Exercise instructions: The records are to be copied in their entirety, exactly as given.

----

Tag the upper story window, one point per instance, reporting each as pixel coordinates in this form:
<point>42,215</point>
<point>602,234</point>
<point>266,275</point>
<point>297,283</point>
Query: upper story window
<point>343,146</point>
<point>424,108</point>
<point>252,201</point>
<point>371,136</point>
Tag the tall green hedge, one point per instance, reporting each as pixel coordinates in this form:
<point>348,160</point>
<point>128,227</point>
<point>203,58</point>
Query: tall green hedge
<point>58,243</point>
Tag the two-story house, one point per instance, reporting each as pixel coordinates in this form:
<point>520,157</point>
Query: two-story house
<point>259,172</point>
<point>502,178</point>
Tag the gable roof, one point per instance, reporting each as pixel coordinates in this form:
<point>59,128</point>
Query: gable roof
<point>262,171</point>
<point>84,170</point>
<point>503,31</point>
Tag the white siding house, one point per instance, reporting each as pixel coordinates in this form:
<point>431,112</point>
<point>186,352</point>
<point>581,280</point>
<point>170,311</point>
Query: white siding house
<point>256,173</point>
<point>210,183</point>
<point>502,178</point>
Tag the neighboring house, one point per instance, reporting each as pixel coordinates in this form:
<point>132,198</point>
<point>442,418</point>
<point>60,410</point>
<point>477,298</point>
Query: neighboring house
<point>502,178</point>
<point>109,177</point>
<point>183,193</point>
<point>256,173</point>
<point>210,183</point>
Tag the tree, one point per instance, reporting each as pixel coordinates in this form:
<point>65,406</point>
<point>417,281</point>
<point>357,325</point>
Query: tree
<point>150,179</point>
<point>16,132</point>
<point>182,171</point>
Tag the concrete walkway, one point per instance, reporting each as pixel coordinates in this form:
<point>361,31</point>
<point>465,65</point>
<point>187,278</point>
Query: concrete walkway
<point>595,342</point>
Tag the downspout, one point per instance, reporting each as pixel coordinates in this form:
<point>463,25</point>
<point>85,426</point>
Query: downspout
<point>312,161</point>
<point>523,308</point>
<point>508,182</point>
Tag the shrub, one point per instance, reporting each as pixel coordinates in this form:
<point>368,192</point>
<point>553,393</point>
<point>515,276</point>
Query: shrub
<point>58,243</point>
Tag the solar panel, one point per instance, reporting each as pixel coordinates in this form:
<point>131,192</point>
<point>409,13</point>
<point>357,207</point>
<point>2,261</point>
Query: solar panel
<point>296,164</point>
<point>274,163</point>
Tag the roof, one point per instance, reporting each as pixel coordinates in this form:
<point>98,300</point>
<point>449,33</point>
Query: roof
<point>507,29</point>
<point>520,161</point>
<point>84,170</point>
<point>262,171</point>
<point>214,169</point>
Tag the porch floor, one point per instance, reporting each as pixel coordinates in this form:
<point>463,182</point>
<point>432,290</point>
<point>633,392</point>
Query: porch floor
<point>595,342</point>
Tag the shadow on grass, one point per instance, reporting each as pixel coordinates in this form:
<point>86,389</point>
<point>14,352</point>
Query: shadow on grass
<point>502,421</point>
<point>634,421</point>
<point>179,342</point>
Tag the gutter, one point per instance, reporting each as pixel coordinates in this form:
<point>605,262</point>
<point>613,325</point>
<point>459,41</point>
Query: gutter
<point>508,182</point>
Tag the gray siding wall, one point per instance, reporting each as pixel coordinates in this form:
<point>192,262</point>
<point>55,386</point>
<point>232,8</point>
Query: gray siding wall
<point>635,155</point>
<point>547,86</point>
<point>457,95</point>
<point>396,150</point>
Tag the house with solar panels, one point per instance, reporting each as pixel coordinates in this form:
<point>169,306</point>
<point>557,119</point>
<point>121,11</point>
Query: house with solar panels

----

Task result:
Tag the upper story window, one point per instance, reporting each as pixel coordinates in this form:
<point>42,215</point>
<point>602,234</point>
<point>266,275</point>
<point>297,283</point>
Query: upper story window
<point>343,146</point>
<point>424,108</point>
<point>252,201</point>
<point>371,136</point>
Tag the tall green hedge, one point per instance, reporting each as pixel coordinates in this form:
<point>348,160</point>
<point>128,227</point>
<point>203,58</point>
Query: tall green hedge
<point>58,243</point>
Tag the two-story house, one point per instance, reporting each as pixel coordinates in this form:
<point>520,157</point>
Query: two-story house
<point>259,172</point>
<point>502,178</point>
Tag the gable roof, one point per instance, reporting each as pixel coordinates in this form:
<point>59,128</point>
Query: gable roof
<point>262,171</point>
<point>84,170</point>
<point>503,31</point>
Tag the white siding house, one point per instance, reporting each as pixel coordinates in this form:
<point>431,112</point>
<point>186,352</point>
<point>581,280</point>
<point>170,311</point>
Query: white siding house
<point>256,173</point>
<point>210,183</point>
<point>502,178</point>
Tag the neighboring house, one point per instance, reporting each as pixel coordinates in this form:
<point>132,198</point>
<point>442,418</point>
<point>60,410</point>
<point>477,298</point>
Query: neighboring house
<point>502,178</point>
<point>109,177</point>
<point>183,193</point>
<point>256,173</point>
<point>210,183</point>
Tag the tree, one point per instance, reporting each as pixel coordinates in this form:
<point>65,406</point>
<point>417,281</point>
<point>357,325</point>
Query: tree
<point>150,179</point>
<point>16,132</point>
<point>182,171</point>
Tag the concrete walkway, one point per instance, reporting each as pixel coordinates in this form:
<point>361,31</point>
<point>465,65</point>
<point>187,278</point>
Query: concrete walkway
<point>595,342</point>
Tag the downspout, one point per instance, reporting each as pixel coordinates in this form:
<point>463,25</point>
<point>85,426</point>
Query: downspout
<point>312,161</point>
<point>523,308</point>
<point>508,182</point>
Tag the shrub, one point per instance, reporting each as pixel coordinates in this form:
<point>368,192</point>
<point>553,393</point>
<point>515,276</point>
Query: shrub
<point>58,243</point>
Tag the solar panel, one point per instance, reporting each as pixel coordinates in this form:
<point>131,192</point>
<point>409,13</point>
<point>357,207</point>
<point>2,261</point>
Query: solar panel
<point>296,164</point>
<point>274,163</point>
Tag the roof, one point per instance, reporting each as pixel coordinates in this form:
<point>98,300</point>
<point>449,33</point>
Query: roof
<point>507,29</point>
<point>520,161</point>
<point>84,170</point>
<point>262,171</point>
<point>214,169</point>
Tag the porch floor, one point per instance, reporting each as pixel coordinates in this form:
<point>463,182</point>
<point>432,290</point>
<point>633,392</point>
Query: porch floor
<point>595,342</point>
Tag the shadow on grass, one point per instance, reporting each as pixel coordinates in this form:
<point>86,389</point>
<point>14,352</point>
Query: shadow on grass
<point>502,421</point>
<point>634,421</point>
<point>179,342</point>
Tag the gutter, one point per instance, reporting each as pixel coordinates in this form:
<point>605,262</point>
<point>613,325</point>
<point>459,41</point>
Query: gutter
<point>508,182</point>
Tag the gray siding wall, one point per instance, reporting each as pixel coordinates in this form:
<point>192,262</point>
<point>55,386</point>
<point>232,8</point>
Query: gray siding wall
<point>635,155</point>
<point>547,86</point>
<point>457,95</point>
<point>396,150</point>
Tag the house with solar panels, one point per instance, reporting each as pixel coordinates in this form:
<point>169,306</point>
<point>557,119</point>
<point>121,11</point>
Query: house with solar panels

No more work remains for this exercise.